### BRANO FORNITO
L'austerity non si supera con Tsipras

Alexis Tsipras non cambierà l’Europa. E nemmeno la Grecia. Ne sono convinti tanto i mercati finanziari quanto i policymaker europei. Nonostante gli annunci choc e gli attacchi diretti alle politiche comunitarie, Syriza non potrà far marcia indietro rispetto a quanto sottoscritto dal Paese con la troika composta da Fondo monetario internazionale (Fmi), Banca centrale europea (Bce) e Commissione Ue. Perché se così accade, Atene corre il rischio di ritornare al centro della crisi dell’eurozona. Senza le protezione europee, però. 

Rinegozieremo i trattati europei

Tre punti centrali della vicenda Tsipras

Primo: atteso come il salvatore della Grecia e dall’eurozona, Tsipras ha già fallito nello spaventare i mercati finanziari. Questi sanno infatti che, volente o nolente, il politico ellenico dovrà negoziare con la troika, se vuole evitare che il Paese collassi. Partiamo dai numeri. Tsipras ha promesso molto. Dall’aumento del salario minimo del 40% a un piano di assunzione nel pubblico impiego, il tutto corroborato dal mancato rimborso dei prestiti erogati in questi anni dalla troika, da cui arriveranno le risorse per rendere realtà le promesse elettorali. “Basta paura, basta troika”, ha ripetuto il leader di Syriza ieri.
######
### SEZIONE DATI
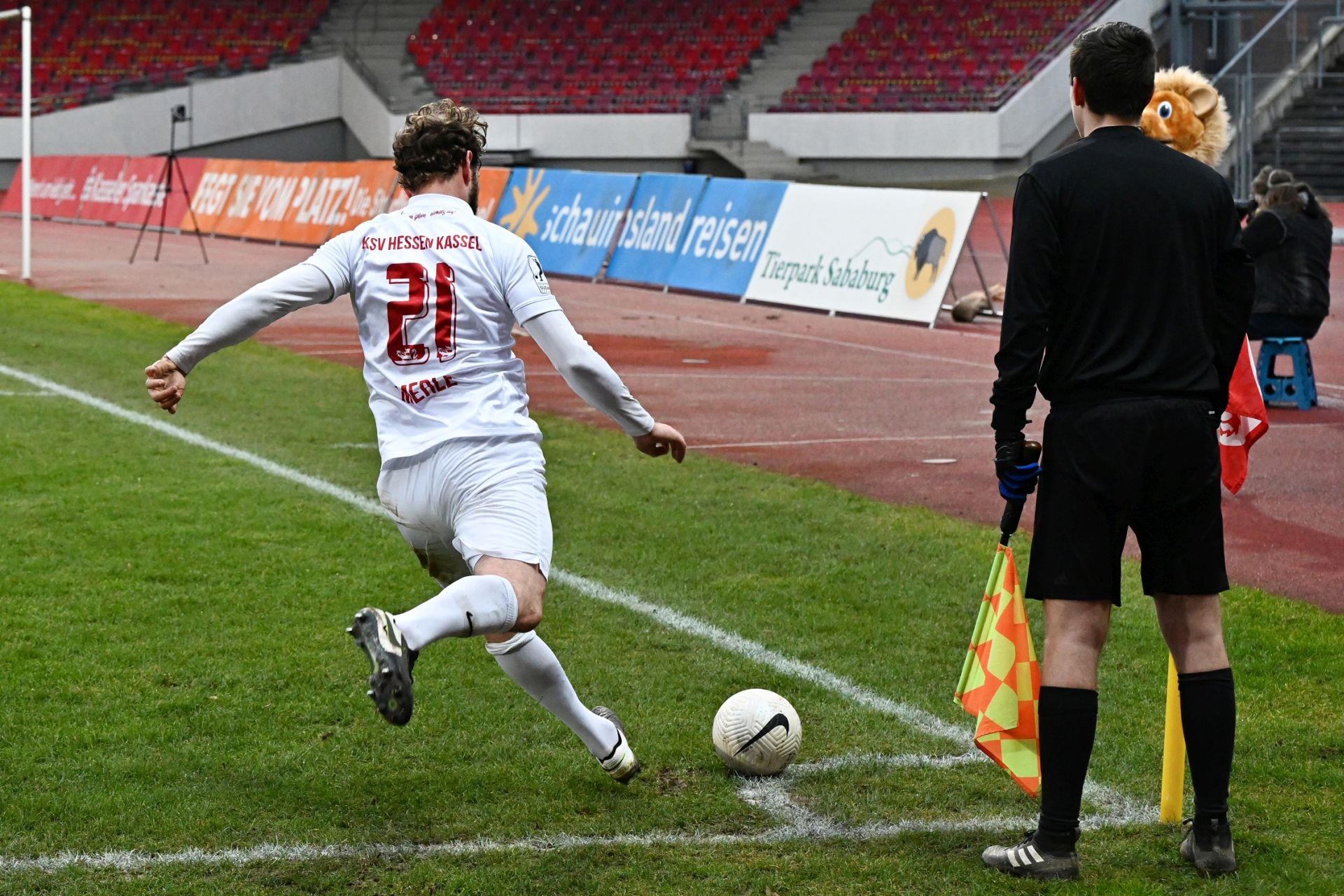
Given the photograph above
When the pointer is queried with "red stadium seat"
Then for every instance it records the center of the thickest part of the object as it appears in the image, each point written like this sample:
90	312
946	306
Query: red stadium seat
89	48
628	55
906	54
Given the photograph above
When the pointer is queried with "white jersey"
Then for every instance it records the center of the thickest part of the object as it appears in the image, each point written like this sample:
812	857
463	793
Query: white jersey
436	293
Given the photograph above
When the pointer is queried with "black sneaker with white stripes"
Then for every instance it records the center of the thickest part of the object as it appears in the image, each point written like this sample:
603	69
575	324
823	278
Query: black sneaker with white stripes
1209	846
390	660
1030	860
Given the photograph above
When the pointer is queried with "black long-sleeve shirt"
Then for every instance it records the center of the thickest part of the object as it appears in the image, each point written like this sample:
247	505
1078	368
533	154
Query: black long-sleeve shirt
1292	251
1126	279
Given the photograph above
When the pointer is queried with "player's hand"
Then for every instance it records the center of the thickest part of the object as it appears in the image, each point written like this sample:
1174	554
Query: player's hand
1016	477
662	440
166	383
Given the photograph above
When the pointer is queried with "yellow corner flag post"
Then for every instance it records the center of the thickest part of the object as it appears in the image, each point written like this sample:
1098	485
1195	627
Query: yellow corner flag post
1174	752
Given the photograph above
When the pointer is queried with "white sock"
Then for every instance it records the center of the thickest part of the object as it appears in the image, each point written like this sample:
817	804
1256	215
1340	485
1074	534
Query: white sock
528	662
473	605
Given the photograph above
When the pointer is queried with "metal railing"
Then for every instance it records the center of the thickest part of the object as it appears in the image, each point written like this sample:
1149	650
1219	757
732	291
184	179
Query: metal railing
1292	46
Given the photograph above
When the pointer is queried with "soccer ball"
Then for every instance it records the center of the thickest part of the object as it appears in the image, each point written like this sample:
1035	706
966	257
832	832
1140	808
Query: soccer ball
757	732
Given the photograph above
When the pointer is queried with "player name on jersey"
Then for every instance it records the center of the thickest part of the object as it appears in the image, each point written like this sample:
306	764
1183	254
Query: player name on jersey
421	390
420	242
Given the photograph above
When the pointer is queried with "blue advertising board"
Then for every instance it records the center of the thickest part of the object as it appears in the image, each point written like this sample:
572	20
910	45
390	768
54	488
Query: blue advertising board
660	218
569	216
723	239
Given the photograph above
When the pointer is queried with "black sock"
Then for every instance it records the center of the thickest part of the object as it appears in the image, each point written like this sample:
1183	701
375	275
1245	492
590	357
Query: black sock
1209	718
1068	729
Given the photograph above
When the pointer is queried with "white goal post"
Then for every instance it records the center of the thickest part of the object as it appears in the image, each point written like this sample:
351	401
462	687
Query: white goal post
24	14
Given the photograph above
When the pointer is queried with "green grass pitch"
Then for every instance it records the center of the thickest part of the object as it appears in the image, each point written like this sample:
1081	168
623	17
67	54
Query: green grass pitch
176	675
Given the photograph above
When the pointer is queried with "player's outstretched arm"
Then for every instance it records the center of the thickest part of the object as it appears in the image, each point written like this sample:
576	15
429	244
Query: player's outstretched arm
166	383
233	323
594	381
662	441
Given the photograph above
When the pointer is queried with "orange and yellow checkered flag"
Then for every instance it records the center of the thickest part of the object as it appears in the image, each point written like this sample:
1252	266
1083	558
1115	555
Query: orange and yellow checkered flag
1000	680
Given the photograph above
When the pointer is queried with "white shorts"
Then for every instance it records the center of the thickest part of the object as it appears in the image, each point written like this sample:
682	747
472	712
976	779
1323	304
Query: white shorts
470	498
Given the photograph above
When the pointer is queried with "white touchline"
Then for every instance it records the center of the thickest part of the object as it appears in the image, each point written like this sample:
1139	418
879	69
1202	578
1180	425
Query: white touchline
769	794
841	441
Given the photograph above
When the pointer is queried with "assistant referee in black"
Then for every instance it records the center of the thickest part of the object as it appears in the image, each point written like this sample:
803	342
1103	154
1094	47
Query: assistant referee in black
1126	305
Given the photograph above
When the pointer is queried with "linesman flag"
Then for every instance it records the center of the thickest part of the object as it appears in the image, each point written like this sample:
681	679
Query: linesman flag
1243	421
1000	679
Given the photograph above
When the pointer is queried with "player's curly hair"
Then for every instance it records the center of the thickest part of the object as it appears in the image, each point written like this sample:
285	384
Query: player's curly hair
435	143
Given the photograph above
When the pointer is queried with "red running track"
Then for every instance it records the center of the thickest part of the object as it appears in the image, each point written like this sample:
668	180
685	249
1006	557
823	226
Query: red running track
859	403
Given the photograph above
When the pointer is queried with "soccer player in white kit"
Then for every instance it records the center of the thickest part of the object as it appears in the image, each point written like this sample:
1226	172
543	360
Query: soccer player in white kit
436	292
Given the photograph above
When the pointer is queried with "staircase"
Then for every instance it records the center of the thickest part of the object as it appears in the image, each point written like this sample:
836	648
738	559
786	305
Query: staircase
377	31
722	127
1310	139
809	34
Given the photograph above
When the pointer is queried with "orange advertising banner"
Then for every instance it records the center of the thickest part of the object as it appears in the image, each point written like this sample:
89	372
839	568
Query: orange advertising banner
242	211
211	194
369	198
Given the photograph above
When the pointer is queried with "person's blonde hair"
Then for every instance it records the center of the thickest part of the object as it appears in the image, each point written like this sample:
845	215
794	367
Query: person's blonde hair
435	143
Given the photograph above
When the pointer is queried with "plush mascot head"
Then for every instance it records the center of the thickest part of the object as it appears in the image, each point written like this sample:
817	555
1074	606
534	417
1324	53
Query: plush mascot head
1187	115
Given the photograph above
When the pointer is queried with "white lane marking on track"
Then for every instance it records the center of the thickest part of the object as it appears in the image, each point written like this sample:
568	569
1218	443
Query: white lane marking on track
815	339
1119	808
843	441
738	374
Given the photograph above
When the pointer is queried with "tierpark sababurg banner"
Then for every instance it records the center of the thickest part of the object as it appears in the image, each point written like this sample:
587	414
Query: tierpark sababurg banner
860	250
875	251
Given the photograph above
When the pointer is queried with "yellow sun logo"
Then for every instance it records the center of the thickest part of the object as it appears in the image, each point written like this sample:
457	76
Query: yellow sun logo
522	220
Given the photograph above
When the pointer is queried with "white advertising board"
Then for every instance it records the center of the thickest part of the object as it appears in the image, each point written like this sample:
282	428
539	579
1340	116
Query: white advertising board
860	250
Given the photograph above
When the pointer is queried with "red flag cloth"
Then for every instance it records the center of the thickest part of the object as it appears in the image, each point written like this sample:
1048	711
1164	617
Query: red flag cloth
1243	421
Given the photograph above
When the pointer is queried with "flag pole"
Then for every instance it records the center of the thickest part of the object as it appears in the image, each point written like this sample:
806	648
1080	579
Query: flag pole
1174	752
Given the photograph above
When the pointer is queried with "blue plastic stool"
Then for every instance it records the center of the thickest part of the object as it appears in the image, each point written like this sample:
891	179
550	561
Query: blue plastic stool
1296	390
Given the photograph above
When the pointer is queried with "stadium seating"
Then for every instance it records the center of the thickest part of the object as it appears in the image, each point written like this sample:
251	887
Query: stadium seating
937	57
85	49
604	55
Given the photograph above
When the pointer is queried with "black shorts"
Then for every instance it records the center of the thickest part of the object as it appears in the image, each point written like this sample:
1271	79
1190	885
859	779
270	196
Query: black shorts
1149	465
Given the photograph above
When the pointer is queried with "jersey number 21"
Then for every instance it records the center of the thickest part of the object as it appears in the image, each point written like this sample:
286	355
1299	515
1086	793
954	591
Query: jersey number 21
######
* [QUESITO SCRITTO A]: Indica se ciascuna affermazione concorda con il brano su Tsipras, rispondendo sì o no e citando le parole del brano che lo stabiliscono: (i) Tsipras ha promesso di aumentare il salario minimo del 40%; (ii) la troika è formata da Fmi, Bce e Commissione Ue; (iii) Tsipras è riuscito a spaventare i mercati finanziari.
* [QUESITO SCRITTO B]: Scrivi la parte successiva del brano su Tsipras, riprendendo subito dopo la sua ultima frase.

* [RISPOSTA CORRETTA A]:
(i) Sì: «Dall’aumento del salario minimo del 40% a un piano di assunzione nel pubblico impiego».
(ii) Sì: «la troika composta da Fondo monetario internazionale (Fmi), Banca centrale europea (Bce) e Commissione Ue».
(iii) No: «Tsipras ha già fallito nello spaventare i mercati finanziari».

* [RISPOSTA CORRETTA B]:
Secondo: i greci hanno disertato, secondo i precedenti, le urne. A conti fatti, Syriza ha preso circa 2 milioni di voti, sui quasi 7 milioni di persone che si sono registrate al voto, secondo i dati del ministero dell’Interno. In pratica, c’è stata la più bassa affluenza dagli anni Settanta a oggi, con il 62,46%. Cifre che sono molto elevate, in riferimento all’Italia, ma che testimoniano quanto sia necessario usare molte cautele a leggere la vittoria di Tsipras. Specialmente quando si paragona il risultato politico greco al resto dell’area euro.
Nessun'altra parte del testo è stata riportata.